#### DATA ENTRIES
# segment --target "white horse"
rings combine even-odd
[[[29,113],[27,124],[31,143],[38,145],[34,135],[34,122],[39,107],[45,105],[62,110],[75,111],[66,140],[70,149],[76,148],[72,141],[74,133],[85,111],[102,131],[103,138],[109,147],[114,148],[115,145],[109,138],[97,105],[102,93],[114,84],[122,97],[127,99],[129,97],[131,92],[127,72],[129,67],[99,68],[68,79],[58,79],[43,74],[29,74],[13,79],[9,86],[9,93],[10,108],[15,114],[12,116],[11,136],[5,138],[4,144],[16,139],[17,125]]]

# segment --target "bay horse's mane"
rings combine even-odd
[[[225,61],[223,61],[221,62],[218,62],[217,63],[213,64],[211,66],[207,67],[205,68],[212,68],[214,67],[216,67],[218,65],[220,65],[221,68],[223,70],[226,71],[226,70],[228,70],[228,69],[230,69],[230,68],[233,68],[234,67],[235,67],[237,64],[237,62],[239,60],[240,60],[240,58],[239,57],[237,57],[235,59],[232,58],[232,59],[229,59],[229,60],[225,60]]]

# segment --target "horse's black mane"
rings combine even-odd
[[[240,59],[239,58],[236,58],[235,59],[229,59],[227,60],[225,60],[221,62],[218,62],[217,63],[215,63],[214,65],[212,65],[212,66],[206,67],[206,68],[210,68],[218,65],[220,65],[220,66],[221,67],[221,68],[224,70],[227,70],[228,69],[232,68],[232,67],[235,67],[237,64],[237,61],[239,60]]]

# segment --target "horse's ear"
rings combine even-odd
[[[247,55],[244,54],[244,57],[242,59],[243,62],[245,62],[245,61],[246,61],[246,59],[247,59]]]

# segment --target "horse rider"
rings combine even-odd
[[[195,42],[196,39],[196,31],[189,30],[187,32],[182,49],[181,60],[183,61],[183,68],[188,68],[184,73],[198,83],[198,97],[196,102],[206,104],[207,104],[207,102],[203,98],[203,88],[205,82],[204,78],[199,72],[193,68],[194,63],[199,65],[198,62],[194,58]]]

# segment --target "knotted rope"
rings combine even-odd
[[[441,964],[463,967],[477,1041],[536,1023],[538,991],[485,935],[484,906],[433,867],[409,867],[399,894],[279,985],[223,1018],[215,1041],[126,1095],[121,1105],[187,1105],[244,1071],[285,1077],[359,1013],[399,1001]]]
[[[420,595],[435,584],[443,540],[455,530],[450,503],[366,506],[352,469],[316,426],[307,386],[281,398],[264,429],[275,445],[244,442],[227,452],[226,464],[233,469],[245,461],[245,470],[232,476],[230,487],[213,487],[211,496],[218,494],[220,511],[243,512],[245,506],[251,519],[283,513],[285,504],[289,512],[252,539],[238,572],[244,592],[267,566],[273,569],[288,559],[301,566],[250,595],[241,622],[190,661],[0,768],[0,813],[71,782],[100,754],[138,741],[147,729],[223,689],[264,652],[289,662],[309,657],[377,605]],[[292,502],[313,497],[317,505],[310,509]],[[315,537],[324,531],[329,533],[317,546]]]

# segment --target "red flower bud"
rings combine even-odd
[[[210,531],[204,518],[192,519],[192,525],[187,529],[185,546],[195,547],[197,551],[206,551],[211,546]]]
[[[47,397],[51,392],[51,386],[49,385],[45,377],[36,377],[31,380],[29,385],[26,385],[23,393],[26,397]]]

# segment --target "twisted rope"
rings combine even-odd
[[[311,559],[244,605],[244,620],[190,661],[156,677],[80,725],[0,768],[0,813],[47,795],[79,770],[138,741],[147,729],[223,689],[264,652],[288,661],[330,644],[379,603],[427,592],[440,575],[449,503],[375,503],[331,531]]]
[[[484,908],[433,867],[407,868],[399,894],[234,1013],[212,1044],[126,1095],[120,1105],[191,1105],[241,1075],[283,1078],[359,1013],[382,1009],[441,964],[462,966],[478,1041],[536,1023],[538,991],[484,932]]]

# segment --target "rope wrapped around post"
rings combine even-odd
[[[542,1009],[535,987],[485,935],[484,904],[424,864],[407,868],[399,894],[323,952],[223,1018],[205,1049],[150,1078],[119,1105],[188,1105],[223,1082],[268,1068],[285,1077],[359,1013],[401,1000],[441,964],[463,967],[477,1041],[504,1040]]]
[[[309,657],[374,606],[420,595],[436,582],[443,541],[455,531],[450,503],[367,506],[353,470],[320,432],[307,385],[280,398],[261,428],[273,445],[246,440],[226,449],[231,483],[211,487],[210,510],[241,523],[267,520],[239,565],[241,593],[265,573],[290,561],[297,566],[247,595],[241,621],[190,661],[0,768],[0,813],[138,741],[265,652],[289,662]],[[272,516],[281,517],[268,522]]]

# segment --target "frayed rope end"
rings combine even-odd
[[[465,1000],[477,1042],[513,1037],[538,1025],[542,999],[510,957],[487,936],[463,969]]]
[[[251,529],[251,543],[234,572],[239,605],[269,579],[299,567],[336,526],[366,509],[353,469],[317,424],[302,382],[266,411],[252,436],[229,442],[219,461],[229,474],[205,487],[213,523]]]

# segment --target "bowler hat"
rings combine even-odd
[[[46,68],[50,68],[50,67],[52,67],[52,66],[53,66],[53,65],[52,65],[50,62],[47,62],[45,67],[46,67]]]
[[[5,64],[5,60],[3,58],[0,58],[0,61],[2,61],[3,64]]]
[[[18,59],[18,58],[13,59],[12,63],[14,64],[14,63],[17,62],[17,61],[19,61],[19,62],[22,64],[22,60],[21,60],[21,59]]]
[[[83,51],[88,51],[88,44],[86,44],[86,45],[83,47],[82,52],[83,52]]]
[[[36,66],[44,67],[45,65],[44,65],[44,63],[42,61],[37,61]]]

#### JOB
From the preceding material, extract every line exactly.

#### CORRECT ANSWER
# segment --target "white horse"
rings combine even-odd
[[[29,113],[27,124],[31,143],[38,145],[34,135],[34,122],[39,107],[45,105],[62,110],[75,111],[66,140],[70,149],[76,148],[72,141],[74,133],[85,111],[102,131],[103,138],[109,147],[114,148],[115,145],[109,138],[97,105],[102,93],[114,84],[122,97],[127,99],[129,97],[131,92],[127,72],[129,67],[99,68],[68,79],[58,79],[43,74],[29,74],[13,79],[9,86],[9,93],[10,108],[15,114],[12,116],[11,136],[5,138],[4,144],[16,139],[17,125]]]

# segment --target "bay horse's mane"
rings combine even-odd
[[[225,61],[223,61],[221,62],[218,62],[217,63],[213,64],[211,66],[207,67],[205,68],[212,68],[214,67],[216,67],[218,65],[220,65],[221,68],[223,70],[226,71],[226,70],[228,70],[228,69],[230,69],[230,68],[233,68],[234,67],[235,67],[237,64],[237,62],[239,60],[240,60],[240,58],[239,57],[237,57],[235,59],[232,58],[232,59],[229,59],[229,60],[225,60]]]

# segment --target "horse's black mane"
rings combine even-odd
[[[240,59],[239,58],[236,58],[235,59],[229,59],[227,60],[225,60],[221,62],[218,62],[217,63],[215,63],[214,65],[212,65],[212,66],[206,67],[206,68],[210,68],[218,65],[220,65],[220,66],[221,67],[221,68],[224,70],[227,70],[228,69],[232,68],[232,67],[235,67],[237,64],[237,61],[239,60]]]

# segment --target "horse's ear"
rings combine even-odd
[[[247,55],[244,54],[244,57],[242,59],[243,62],[245,62],[245,61],[246,61],[246,59],[247,59]]]

# segment --target "horse rider"
rings combine even-odd
[[[195,42],[196,39],[196,31],[189,30],[187,32],[182,49],[181,60],[183,61],[183,68],[188,68],[184,73],[198,83],[198,97],[196,102],[206,104],[207,104],[207,102],[203,98],[203,88],[205,82],[204,78],[199,72],[193,68],[194,63],[199,65],[198,62],[194,58]]]

# segment --target "knotted rope"
rings combine even-odd
[[[441,964],[463,967],[477,1041],[536,1023],[538,991],[485,935],[484,906],[433,867],[409,867],[399,894],[279,985],[223,1018],[215,1041],[126,1095],[121,1105],[187,1105],[244,1071],[285,1077],[359,1013],[399,1001]]]
[[[420,595],[435,584],[443,540],[455,530],[450,503],[366,506],[352,469],[316,426],[307,386],[281,398],[264,429],[275,445],[244,442],[227,452],[226,464],[233,469],[245,461],[245,470],[232,476],[230,487],[213,487],[211,496],[218,494],[220,511],[243,512],[245,506],[251,519],[283,513],[285,504],[289,512],[252,539],[238,572],[244,592],[267,566],[273,569],[288,559],[301,566],[250,595],[241,622],[190,661],[0,768],[0,813],[71,782],[100,754],[138,741],[147,729],[223,689],[264,652],[289,662],[309,657],[377,605]],[[292,502],[313,497],[317,505],[310,509]],[[315,537],[324,531],[329,533],[317,546]]]

# segment --target "red flower bud"
rings combine even-odd
[[[210,531],[204,518],[192,519],[192,525],[187,529],[185,546],[195,547],[197,551],[206,551],[211,546]]]
[[[47,397],[51,392],[51,386],[49,385],[45,377],[36,377],[31,380],[29,385],[26,385],[23,393],[26,397]]]

# segment --target "twisted rope"
rings combine even-odd
[[[311,559],[244,605],[244,620],[190,661],[156,677],[80,725],[0,768],[0,813],[47,795],[79,770],[138,741],[147,729],[223,689],[264,652],[288,661],[330,644],[379,603],[427,592],[440,575],[449,503],[375,503],[331,531]]]
[[[484,908],[433,867],[407,868],[399,894],[234,1013],[212,1044],[126,1095],[120,1105],[191,1105],[241,1075],[283,1078],[359,1013],[382,1009],[441,964],[462,966],[478,1041],[536,1023],[538,991],[484,932]]]

# segment --target "rope wrapped around post"
rings combine even-odd
[[[542,1009],[535,987],[485,935],[484,904],[424,864],[407,868],[399,894],[323,952],[223,1018],[205,1049],[150,1078],[119,1105],[188,1105],[223,1082],[268,1068],[285,1077],[359,1013],[401,1000],[441,964],[463,967],[477,1041],[504,1040]]]
[[[309,657],[374,606],[420,595],[436,582],[443,541],[455,531],[450,503],[367,506],[353,470],[320,432],[307,385],[280,398],[261,428],[273,445],[246,440],[226,449],[231,483],[211,487],[210,510],[241,523],[267,520],[239,565],[241,593],[265,573],[290,561],[297,566],[247,595],[241,621],[190,661],[0,768],[0,813],[138,741],[265,652],[289,662]],[[272,516],[281,517],[268,522]]]

# segment --target "frayed rope end"
rings combine even-odd
[[[465,1000],[477,1042],[513,1037],[538,1025],[542,999],[510,957],[487,936],[463,969]]]
[[[251,529],[251,543],[234,572],[239,605],[269,579],[299,567],[336,526],[366,509],[353,469],[317,424],[302,382],[266,411],[252,436],[229,442],[219,461],[229,474],[205,487],[213,523]]]

# segment --target "bowler hat"
rings combine even-odd
[[[46,68],[50,68],[50,67],[52,67],[52,66],[53,66],[53,65],[52,65],[50,62],[47,62],[45,67],[46,67]]]
[[[5,64],[5,60],[3,58],[0,58],[0,61],[2,61],[3,64]]]
[[[18,59],[18,58],[13,59],[12,63],[14,64],[14,63],[17,62],[17,61],[19,61],[19,62],[22,64],[22,60],[21,60],[21,59]]]
[[[83,51],[88,51],[88,44],[86,44],[86,45],[83,47],[82,52],[83,52]]]
[[[36,66],[44,67],[45,65],[44,65],[44,63],[42,61],[37,61]]]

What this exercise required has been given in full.